» QUOTED TEXT:
········

We get that one turned around today, too. We buy a home in Los Angeles or Westlake Village or Thousand Oaks. We furnish it, maybe even pay for it, and we say that it is our home, and fire comes one day and destroys it. For years I have been sitting in our choir rehearsals writing sermons, and I'll not forget that night I pulled Neta out of rehearsal to walk with her through her burned out home in Brooklyn Heights.
Or maybe we have a husband or wife, a mother, or a father, and we say that they are our home, and one day our loved one is taken from us. But it's not me! My mind, my strength, that is home, and then our health breaks down. The Psalmist says: "Lord, you are our dwelling place."
I trust today that you and I will remember that our true and sure home is "with God" and I hope that your moments of communion with God in prayer, privately or in community, will be your "dwelling place." I visited a church, years ago, in Changdu China founded by Methodist missionaries 100 years ago. I found out as I sat, reflected and prayed in that church, I was "at home." Perhaps you have had the same experience visiting churches near and far.

········

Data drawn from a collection
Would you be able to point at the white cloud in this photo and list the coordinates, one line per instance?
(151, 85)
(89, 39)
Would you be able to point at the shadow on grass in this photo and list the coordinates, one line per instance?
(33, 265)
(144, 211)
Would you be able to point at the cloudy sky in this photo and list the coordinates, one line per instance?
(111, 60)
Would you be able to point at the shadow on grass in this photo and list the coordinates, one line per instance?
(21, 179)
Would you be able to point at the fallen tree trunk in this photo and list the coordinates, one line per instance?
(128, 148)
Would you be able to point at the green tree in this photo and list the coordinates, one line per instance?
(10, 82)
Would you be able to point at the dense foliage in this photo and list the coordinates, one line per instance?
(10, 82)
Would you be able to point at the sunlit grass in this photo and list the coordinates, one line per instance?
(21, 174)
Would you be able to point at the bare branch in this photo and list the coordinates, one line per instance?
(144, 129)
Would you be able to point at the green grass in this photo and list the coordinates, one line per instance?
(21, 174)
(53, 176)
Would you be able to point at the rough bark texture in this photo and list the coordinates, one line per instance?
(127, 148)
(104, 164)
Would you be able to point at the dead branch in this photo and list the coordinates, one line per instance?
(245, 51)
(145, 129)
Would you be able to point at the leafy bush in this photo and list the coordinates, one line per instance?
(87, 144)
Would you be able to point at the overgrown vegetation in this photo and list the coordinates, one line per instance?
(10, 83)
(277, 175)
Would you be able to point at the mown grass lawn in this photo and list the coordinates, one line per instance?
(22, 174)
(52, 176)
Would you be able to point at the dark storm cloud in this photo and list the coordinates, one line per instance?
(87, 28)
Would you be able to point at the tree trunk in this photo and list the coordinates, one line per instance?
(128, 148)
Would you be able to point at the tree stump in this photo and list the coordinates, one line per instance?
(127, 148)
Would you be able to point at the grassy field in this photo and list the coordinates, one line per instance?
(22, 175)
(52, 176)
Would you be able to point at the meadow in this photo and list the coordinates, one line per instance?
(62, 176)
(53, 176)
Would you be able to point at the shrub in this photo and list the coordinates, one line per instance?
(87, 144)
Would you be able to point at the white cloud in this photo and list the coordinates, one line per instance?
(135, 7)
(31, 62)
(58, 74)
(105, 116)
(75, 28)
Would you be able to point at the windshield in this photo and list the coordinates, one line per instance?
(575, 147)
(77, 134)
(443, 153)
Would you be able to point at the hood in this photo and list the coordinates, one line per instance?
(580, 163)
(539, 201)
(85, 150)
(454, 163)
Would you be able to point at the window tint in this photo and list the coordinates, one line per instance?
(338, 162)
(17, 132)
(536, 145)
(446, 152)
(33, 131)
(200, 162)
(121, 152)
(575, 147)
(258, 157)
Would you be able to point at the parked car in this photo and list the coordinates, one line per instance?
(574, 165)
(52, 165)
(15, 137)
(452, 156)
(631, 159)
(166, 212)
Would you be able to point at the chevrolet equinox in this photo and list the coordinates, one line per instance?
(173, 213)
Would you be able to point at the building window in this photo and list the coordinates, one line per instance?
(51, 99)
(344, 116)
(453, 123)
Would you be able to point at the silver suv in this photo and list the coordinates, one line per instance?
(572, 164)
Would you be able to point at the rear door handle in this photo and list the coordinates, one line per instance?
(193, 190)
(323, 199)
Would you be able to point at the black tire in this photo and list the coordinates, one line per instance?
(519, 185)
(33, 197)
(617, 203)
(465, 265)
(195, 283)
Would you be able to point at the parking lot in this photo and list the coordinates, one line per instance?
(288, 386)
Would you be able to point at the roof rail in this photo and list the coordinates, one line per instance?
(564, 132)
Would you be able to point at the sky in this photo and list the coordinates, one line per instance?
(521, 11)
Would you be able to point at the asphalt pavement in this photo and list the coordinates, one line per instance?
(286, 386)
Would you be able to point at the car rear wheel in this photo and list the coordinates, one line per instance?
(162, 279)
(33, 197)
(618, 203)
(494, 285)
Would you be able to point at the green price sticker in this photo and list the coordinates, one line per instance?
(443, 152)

········

» DIRECTIVE A: Decide whether each statement agrees with the sermon, answering yes or no and quoting the words that settle it: (i) The speaker walked with Neta through her burned-out home in Brooklyn Heights. (ii) The church the speaker visited in Changdu was founded by Catholic missionaries. (iii) The speaker has written sermons while sitting in choir rehearsals.
» DIRECTIVE B: Duplicate the part of the sermon that begins at the words "We get that" and stops after the words "in Brooklyn Heights.".
Work from the sermon alone.

» OUTPUT A:
(i) Yes: "I pulled Neta out of rehearsal to walk with her through her burned out home in Brooklyn Heights"
(ii) No: "founded by Methodist missionaries 100 years ago"
(iii) Yes: "For years I have been sitting in our choir rehearsals writing sermons"

» OUTPUT B:
We get that one turned around today, too. We buy a home in Los Angeles or Westlake Village or Thousand Oaks. We furnish it, maybe even pay for it, and we say that it is our home, and fire comes one day and destroys it. For years I have been sitting in our choir rehearsals writing sermons, and I'll not forget that night I pulled Neta out of rehearsal to walk with her through her burned out home in Brooklyn Heights.